AIM ->
The records that follow are to be transcribed in full, without their images.

INPUT MATERIAL ->
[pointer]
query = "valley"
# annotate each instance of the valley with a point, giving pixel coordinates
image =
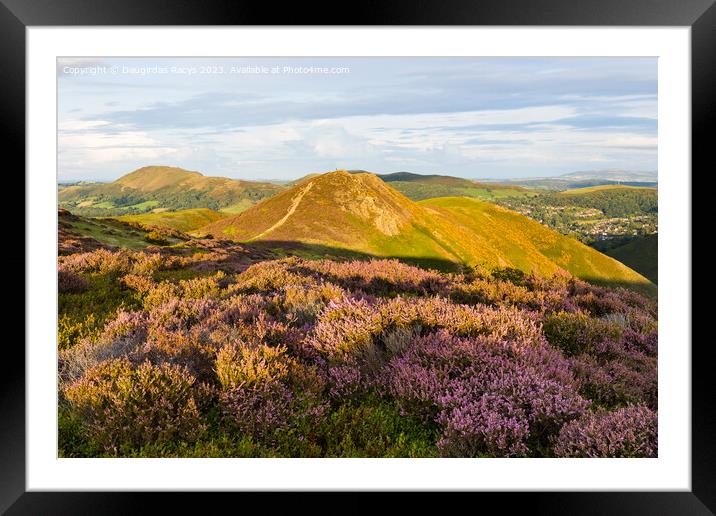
(304, 323)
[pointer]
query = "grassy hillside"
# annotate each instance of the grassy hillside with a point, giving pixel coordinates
(641, 254)
(361, 213)
(150, 188)
(183, 220)
(78, 233)
(527, 245)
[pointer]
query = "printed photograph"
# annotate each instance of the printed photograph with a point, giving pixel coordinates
(422, 257)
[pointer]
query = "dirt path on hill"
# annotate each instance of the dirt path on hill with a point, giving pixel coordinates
(294, 204)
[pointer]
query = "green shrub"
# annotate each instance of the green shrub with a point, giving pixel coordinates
(155, 237)
(577, 333)
(122, 406)
(69, 331)
(375, 428)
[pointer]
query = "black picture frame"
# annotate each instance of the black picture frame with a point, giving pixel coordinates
(17, 15)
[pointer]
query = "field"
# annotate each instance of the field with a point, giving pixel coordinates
(182, 220)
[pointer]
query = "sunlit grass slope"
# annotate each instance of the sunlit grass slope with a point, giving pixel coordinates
(361, 213)
(183, 220)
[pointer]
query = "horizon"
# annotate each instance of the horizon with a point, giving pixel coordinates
(497, 118)
(277, 180)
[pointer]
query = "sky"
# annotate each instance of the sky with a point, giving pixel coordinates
(282, 118)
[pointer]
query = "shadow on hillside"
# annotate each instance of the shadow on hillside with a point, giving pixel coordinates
(281, 248)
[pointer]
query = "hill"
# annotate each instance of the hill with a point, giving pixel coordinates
(157, 187)
(418, 187)
(360, 213)
(641, 254)
(606, 188)
(585, 179)
(83, 234)
(615, 174)
(183, 220)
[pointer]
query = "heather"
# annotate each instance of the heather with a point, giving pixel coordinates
(223, 350)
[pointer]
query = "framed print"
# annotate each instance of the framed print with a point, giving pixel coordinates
(445, 251)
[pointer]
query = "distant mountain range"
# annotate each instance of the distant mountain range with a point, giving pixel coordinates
(163, 188)
(584, 179)
(359, 213)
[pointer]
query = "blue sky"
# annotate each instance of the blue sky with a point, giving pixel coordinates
(281, 118)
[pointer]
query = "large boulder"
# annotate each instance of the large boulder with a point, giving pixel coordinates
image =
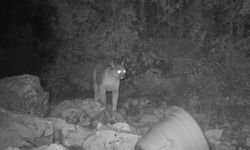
(23, 94)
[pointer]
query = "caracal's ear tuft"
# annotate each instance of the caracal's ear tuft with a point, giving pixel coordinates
(112, 64)
(123, 62)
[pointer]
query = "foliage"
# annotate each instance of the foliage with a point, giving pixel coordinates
(195, 53)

THE OUTPUT ->
[pointer]
query = "valley"
# annotate each instance of the valley with a point, giving pixel coordinates
image =
(304, 323)
[pointer]
query = "grassy hillside"
# annotate each instance of the grassy hillside with a point, giving pixel coordinates
(641, 254)
(361, 213)
(150, 188)
(183, 220)
(78, 233)
(527, 245)
[pointer]
query = "printed photograph"
# annotate each instance of the printed photograph with a point, giving pixel coordinates
(422, 257)
[pointer]
query = "dirt path on hill"
# annotate each instance of the dirt path on hill with a point, giving pixel coordinates
(294, 204)
[pointer]
query = "green shrub"
# annotate each instance of the green shrub with a point, giving pixel coordinates
(155, 237)
(577, 333)
(122, 406)
(69, 331)
(375, 428)
[pointer]
query = "black picture frame"
# annotate each instance of the black picture frame with a point, giving pixel coordinates
(17, 15)
[pointer]
query = "field"
# annotate each instance of the field with a point, giving pixel coordinates
(182, 220)
[pointer]
query = "sunlit grass slope"
# annotate each instance of the sunlit grass slope with a point, giving pixel coordinates
(361, 213)
(183, 220)
[pointer]
query = "horizon"
# annotate each instance of the horizon with a point, giving pixel coordinates
(497, 118)
(277, 180)
[pointer]
query = "sky"
# annotate each instance of the sky with a point, giving pixel coordinates
(282, 118)
[pointer]
query = "shadow on hillside"
# annotate each instance of the shadow on hillside with a point, giving pixel coordinates
(281, 248)
[pointer]
query = "hill"
# annotate each instance of the hill with a point, giving pixel coordinates
(157, 187)
(418, 187)
(360, 213)
(641, 254)
(606, 188)
(585, 179)
(83, 234)
(615, 174)
(183, 220)
[pointer]
query = "heather"
# annotate each instance of the heather with a point, giving pixel coordinates
(223, 350)
[pointer]
query = "framed print"
# annotate each instance of the framed print with a point, giving pixel coordinates
(445, 251)
[pointer]
query = "distant mountain range"
# annotate each instance of the distant mountain range with a point, giving pixel coordinates
(163, 188)
(584, 179)
(359, 213)
[pointer]
query = "blue sky"
# annotate each instance of the blue sky with a point, giving pixel coordinates
(281, 118)
[pointer]
query = "large boulder"
# annotate each instance of the large boulder with a point, giving pixel coordinates
image =
(23, 94)
[pointer]
query = "caracal's ear tuft"
# annotate each instance of the caracal's ear tuft with a point, giving pixel coordinates
(112, 64)
(123, 62)
[pointer]
query = "foliage"
# annotate each instance of the foliage with a point, giving pixel coordinates
(195, 53)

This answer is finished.